(Referring expression pointing data)
_ _ _ _

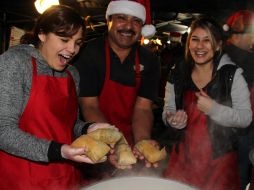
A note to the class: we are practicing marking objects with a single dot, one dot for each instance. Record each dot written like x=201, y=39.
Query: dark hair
x=213, y=28
x=60, y=20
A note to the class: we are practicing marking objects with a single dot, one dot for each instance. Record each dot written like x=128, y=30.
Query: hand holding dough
x=95, y=150
x=150, y=152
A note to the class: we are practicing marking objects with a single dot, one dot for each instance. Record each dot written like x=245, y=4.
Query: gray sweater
x=15, y=86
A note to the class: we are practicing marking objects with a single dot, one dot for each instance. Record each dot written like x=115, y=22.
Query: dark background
x=167, y=15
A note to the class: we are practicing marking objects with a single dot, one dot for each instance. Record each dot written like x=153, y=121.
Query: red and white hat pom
x=138, y=8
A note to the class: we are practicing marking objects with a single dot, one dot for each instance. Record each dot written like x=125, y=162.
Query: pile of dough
x=95, y=150
x=124, y=153
x=106, y=135
x=150, y=152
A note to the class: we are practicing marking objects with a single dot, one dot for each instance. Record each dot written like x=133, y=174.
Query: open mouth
x=64, y=59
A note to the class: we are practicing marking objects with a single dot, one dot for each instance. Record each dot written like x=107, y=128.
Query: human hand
x=113, y=159
x=177, y=120
x=77, y=154
x=140, y=156
x=204, y=102
x=95, y=126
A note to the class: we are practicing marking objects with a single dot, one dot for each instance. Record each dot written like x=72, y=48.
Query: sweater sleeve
x=239, y=115
x=15, y=85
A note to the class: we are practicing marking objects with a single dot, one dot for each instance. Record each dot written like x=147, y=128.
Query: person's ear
x=42, y=37
x=219, y=45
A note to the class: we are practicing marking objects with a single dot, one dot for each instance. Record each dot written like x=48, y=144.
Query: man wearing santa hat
x=240, y=31
x=118, y=77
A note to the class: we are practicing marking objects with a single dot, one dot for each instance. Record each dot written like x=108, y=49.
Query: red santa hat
x=137, y=8
x=240, y=22
x=175, y=36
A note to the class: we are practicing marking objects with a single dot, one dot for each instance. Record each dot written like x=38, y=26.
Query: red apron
x=194, y=164
x=51, y=113
x=117, y=101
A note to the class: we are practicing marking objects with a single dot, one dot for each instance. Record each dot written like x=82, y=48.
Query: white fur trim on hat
x=148, y=31
x=127, y=7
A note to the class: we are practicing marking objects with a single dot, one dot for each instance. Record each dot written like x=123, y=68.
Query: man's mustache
x=127, y=31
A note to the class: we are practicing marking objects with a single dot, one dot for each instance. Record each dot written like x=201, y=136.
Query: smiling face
x=124, y=30
x=201, y=47
x=58, y=50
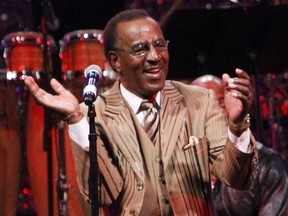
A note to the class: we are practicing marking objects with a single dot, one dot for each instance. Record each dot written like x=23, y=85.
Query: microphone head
x=93, y=68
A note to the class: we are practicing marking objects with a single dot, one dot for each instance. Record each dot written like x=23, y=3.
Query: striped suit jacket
x=194, y=134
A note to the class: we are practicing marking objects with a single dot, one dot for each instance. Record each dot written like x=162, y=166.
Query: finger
x=58, y=88
x=241, y=73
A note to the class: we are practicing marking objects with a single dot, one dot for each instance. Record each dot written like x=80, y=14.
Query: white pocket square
x=192, y=141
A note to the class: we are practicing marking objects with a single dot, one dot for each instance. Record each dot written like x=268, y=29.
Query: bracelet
x=241, y=126
x=72, y=116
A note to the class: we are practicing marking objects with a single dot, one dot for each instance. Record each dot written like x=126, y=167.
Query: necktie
x=151, y=119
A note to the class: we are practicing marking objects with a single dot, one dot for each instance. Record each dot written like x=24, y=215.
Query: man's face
x=145, y=74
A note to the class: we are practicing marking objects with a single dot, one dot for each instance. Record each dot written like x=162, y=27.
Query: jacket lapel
x=173, y=113
x=120, y=121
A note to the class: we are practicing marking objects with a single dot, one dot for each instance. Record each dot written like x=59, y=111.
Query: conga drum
x=78, y=50
x=44, y=164
x=24, y=54
x=10, y=149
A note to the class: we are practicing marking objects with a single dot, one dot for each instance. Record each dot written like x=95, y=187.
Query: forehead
x=142, y=28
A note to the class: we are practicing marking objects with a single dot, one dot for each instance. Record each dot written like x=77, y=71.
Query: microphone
x=93, y=74
x=48, y=12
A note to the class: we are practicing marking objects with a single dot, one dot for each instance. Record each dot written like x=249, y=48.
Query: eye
x=160, y=44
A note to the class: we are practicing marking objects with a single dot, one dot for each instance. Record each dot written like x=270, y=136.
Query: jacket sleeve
x=109, y=178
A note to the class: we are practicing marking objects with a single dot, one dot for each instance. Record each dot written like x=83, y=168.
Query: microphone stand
x=93, y=172
x=63, y=185
x=47, y=120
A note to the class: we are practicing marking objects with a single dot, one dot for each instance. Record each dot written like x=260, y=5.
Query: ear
x=114, y=61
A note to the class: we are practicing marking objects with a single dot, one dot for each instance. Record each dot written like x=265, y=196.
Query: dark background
x=253, y=37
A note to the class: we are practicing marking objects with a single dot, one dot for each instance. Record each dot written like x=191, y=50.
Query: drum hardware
x=78, y=50
x=23, y=55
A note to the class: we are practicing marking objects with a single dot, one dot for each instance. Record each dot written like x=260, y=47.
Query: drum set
x=24, y=55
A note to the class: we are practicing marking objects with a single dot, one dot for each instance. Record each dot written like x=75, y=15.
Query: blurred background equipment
x=63, y=37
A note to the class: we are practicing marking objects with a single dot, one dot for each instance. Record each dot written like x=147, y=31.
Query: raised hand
x=238, y=95
x=63, y=102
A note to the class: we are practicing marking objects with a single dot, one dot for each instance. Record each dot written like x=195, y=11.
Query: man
x=268, y=196
x=167, y=173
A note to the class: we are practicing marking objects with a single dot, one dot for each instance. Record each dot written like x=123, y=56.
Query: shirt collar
x=133, y=100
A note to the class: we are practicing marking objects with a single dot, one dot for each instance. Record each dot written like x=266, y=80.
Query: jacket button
x=158, y=160
x=165, y=200
x=162, y=179
x=140, y=186
x=133, y=212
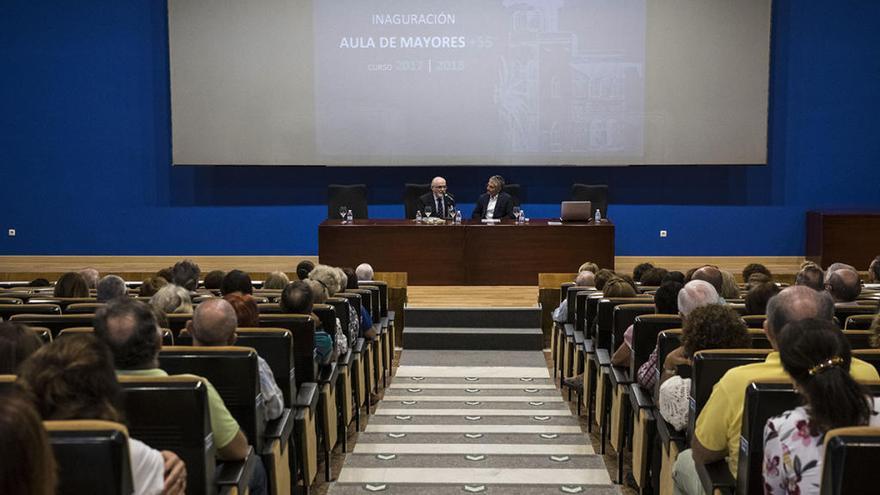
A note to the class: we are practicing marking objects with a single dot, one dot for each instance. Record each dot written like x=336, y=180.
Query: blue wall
x=85, y=150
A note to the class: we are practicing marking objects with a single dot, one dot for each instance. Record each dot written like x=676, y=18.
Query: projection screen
x=469, y=82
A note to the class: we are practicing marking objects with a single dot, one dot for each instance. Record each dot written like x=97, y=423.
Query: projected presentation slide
x=495, y=78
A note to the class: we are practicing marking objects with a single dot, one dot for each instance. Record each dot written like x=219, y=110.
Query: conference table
x=471, y=253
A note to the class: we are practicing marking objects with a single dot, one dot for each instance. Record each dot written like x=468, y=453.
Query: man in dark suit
x=438, y=199
x=494, y=203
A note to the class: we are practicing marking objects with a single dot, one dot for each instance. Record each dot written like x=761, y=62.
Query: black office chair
x=354, y=196
x=411, y=193
x=597, y=194
x=516, y=192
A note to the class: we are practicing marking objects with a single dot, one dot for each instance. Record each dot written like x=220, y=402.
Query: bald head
x=797, y=303
x=585, y=279
x=214, y=322
x=695, y=294
x=710, y=274
x=844, y=285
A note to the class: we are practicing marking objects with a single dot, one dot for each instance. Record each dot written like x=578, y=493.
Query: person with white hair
x=694, y=294
x=110, y=287
x=364, y=272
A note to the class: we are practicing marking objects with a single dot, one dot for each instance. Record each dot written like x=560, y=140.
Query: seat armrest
x=345, y=359
x=640, y=399
x=588, y=346
x=307, y=396
x=620, y=376
x=603, y=358
x=716, y=477
x=236, y=474
x=329, y=374
x=280, y=429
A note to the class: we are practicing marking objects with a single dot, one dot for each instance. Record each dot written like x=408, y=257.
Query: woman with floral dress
x=817, y=356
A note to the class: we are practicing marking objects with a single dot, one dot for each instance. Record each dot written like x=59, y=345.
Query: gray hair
x=110, y=287
x=797, y=303
x=172, y=299
x=585, y=279
x=327, y=277
x=694, y=294
x=214, y=322
x=364, y=271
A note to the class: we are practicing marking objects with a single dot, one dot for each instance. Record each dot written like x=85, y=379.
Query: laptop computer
x=576, y=211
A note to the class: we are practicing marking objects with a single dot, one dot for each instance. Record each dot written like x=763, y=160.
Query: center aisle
x=473, y=422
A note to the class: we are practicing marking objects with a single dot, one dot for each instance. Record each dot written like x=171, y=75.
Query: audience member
x=297, y=298
x=71, y=284
x=874, y=271
x=640, y=270
x=110, y=287
x=817, y=357
x=753, y=268
x=172, y=299
x=213, y=324
x=237, y=281
x=844, y=285
x=276, y=281
x=303, y=268
x=364, y=272
x=758, y=297
x=811, y=276
x=28, y=466
x=717, y=433
x=129, y=328
x=710, y=274
x=714, y=326
x=583, y=279
x=214, y=279
x=73, y=379
x=665, y=303
x=693, y=295
x=603, y=276
x=17, y=342
x=729, y=287
x=151, y=285
x=246, y=310
x=91, y=275
x=186, y=274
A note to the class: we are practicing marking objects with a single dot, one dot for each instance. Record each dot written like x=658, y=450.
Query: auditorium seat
x=411, y=194
x=55, y=323
x=851, y=456
x=171, y=413
x=516, y=193
x=353, y=196
x=598, y=194
x=92, y=457
x=7, y=310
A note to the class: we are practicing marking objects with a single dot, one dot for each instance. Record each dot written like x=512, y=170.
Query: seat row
x=321, y=402
x=624, y=412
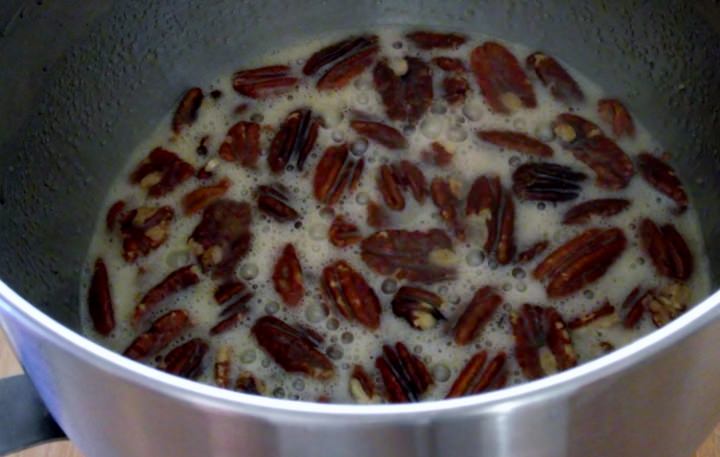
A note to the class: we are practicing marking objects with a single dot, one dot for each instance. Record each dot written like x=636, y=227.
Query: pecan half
x=419, y=307
x=516, y=141
x=405, y=376
x=336, y=172
x=165, y=329
x=178, y=280
x=546, y=181
x=264, y=82
x=186, y=359
x=603, y=207
x=476, y=315
x=100, y=303
x=408, y=96
x=614, y=113
x=580, y=261
x=502, y=80
x=561, y=85
x=287, y=276
x=295, y=139
x=186, y=112
x=223, y=236
x=488, y=199
x=144, y=229
x=667, y=249
x=291, y=348
x=412, y=255
x=663, y=178
x=542, y=342
x=351, y=294
x=388, y=136
x=343, y=233
x=160, y=172
x=478, y=377
x=201, y=197
x=242, y=144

_ _ _ _

▸ What is required
Begin with the line above that has "like x=85, y=379." and continue through the line that has "like x=171, y=75.", setting each one down exactly. Stop there.

▸ Solution to the exercise
A note to the class: we are practicing marking objects with a single dot, one dot for each instance. Record each dot written like x=85, y=379.
Query: laptop computer
x=576, y=211
A note to the class: we are practicing marking objects with a single dot, one dot for each instance. Record each dot written like x=763, y=160.
Query: center aisle
x=473, y=422
A note to the class: we are practicing marking objects with a single dot, one dot for each instance. Record each dot written like x=171, y=75.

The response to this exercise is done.